▶ **What the task asks**:
Please output the lines of the entries below as a numbered list, omitting blank lines and leaving out the pictures.

▶ **Point annotations for photos**:
((
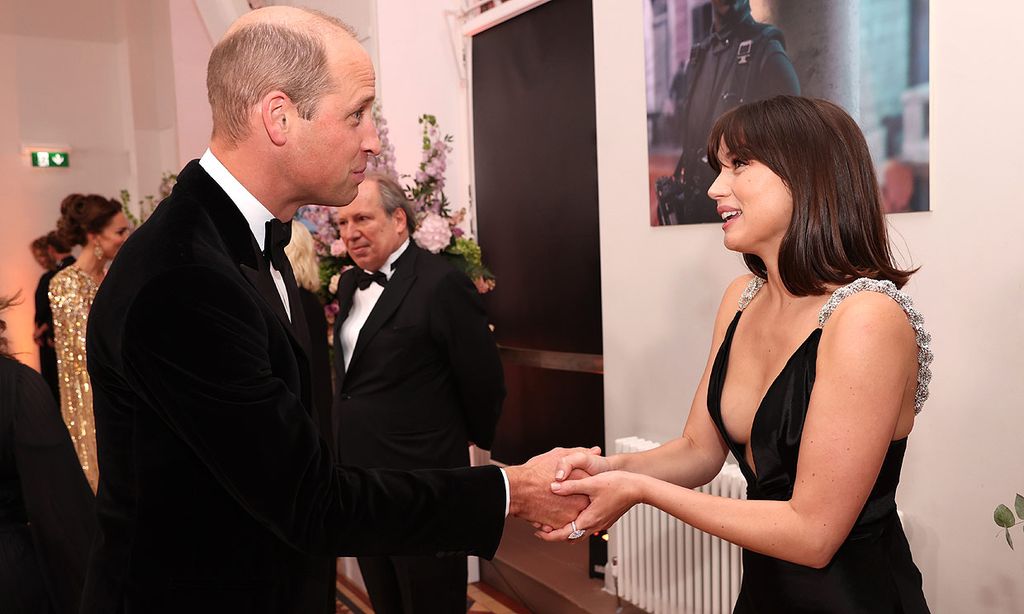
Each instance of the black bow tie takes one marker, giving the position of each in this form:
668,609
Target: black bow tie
278,235
364,279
))
▶ **Worked solution**:
1. Each instance of the black bow tie takes one marker, giving the position of each in this form:
2. 668,609
3. Target: black bow tie
4. 278,235
5. 364,279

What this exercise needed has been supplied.